Each AMOS II system is also a DBMS of its own, designed for main-memory and optimized for efficient execution when the entire database fits in main-memory. The AMOS II data manager is furthermore extensible so that new data types and operators can be added to AMOSQL, implemented in some external programming language (Java, C, or Lisp).

AMOS II is implemented in C and runs under Windows 95/98 and Windows NT 4.0. This document is an overview of the system.

Acknowledgements

The following persons have contributed to the development of the AMOS II project:
Silvio Brandani, Kristoffer Cassel, Daniel Elin, Marcus Eriksson, Gilles Fabre, Gustav Fahl, Staffan Flodin, Jörn Gebhardt, Björn Hellander, Vanja Josifovski, Jonas Karlsson, Timour Katchaounov, Salah-Eddine Machani, Joakim Näs, Kjell Orsborn, Thomas Padron-McCarthy, Tore Risch, Andreas Sjöstedt, Martin Sköld, Rickard Svensson, and Magnus Werner.

--

## TASK 1
Quote the AMOS II overview from "Each AMOS II" to "of the system.".
## TASK 2
In one to three sentences, explain what the AMOS II overview says the extensibility of the data manager allows.
The data after this has no connection to the AMOS II overview.

## GIVEN MATERIAL
--

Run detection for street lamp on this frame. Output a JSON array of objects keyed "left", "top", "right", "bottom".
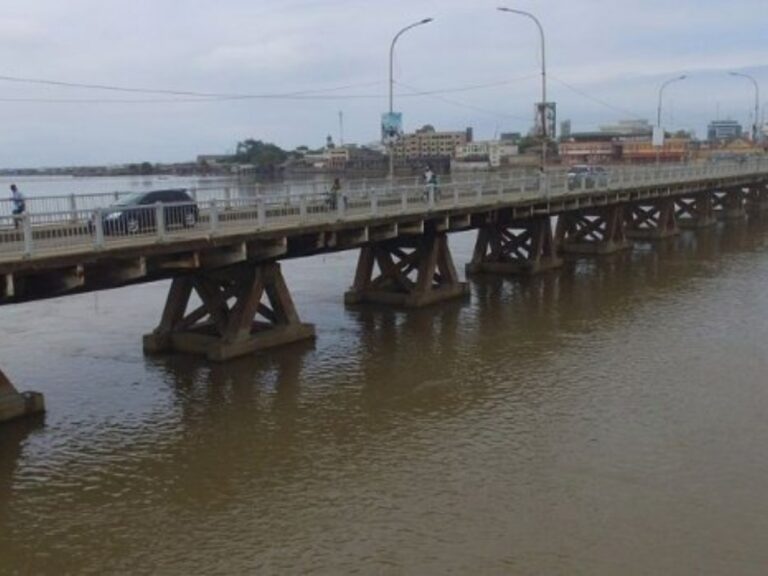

--

## EXPECTED ANSWER 1
Each AMOS II system is also a DBMS of its own, designed for main-memory and optimized for efficient execution when the entire database fits in main-memory. The AMOS II data manager is furthermore extensible so that new data types and operators can be added to AMOSQL, implemented in some external programming language (Java, C, or Lisp).

AMOS II is implemented in C and runs under Windows 95/98 and Windows NT 4.0. This document is an overview of the system.

## EXPECTED ANSWER 2
Extensibility lets new data types and operators be added to AMOSQL. They can be implemented in an external programming language such as Java, C, or Lisp.